• _Exercise details_: Both the line containing "Performance-review request: for every instance of the black" and the last line of the listing are included: write out exactly the lines from one to the other.

**** Supplied entries

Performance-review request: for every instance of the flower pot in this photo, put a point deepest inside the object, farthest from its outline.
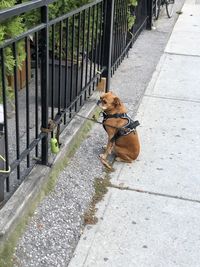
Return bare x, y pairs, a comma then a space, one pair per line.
54, 90
21, 73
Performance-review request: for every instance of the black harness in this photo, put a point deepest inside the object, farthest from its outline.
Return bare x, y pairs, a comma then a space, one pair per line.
126, 129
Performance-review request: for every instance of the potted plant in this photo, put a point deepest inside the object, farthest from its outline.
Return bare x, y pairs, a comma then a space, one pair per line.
57, 9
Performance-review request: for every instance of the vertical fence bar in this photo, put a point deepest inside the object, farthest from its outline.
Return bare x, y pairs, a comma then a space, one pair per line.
77, 60
53, 73
92, 46
100, 36
27, 102
72, 64
95, 45
109, 12
66, 66
5, 115
87, 50
16, 108
149, 14
44, 80
60, 68
83, 52
36, 91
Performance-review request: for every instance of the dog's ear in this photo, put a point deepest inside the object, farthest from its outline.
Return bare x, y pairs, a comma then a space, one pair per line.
116, 102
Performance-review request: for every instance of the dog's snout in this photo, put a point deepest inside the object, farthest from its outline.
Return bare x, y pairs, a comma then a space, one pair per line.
98, 102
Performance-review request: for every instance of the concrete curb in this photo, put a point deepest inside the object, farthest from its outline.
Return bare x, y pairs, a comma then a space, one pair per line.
29, 191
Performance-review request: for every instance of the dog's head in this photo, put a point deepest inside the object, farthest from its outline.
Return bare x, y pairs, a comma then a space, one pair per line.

********

• _Finished task_:
Performance-review request: for every instance of the black harness in this photo, put a point deepest inside the object, farthest from its outline.
Return bare x, y pairs, a comma then a space, one pair per line.
126, 129
Performance-review request: for every instance of the potted plant in this photo, put a point deepest inside the object, farthest from its outline.
Return bare x, y pairs, a comma then a space, one pair per line.
57, 9
Performance-review request: for every instance of the vertical fence bar in this photo, put a point deepest inside the object, farthest from its outline.
Return bare x, y pairs, a comma then a space, one pair per line.
77, 60
53, 73
92, 46
100, 36
27, 102
72, 64
95, 45
109, 12
66, 66
5, 115
87, 50
16, 108
149, 14
44, 80
60, 68
83, 52
36, 91
Performance-review request: for every instance of the dog's ear in this photo, put a point deepest inside the object, farthest from its outline.
Return bare x, y pairs, a comma then a space, one pair per line.
116, 102
Performance-review request: for every instance of the dog's snout in this photo, put a point deepest inside the object, farthest from its outline.
Return bare x, y pairs, a comma then a space, one pair per line.
98, 102
Performance-review request: for every instance of the concrete curb in this photo, put a point deepest inside the object, farthest from its outline.
Return bare x, y pairs, a comma then a space, one pair per line.
29, 191
Performance-review request: for every instance of the dog's head in this photo, put a point deepest inside the object, farthest from its outline.
Return bare x, y pairs, a comma then a space, one pair per line.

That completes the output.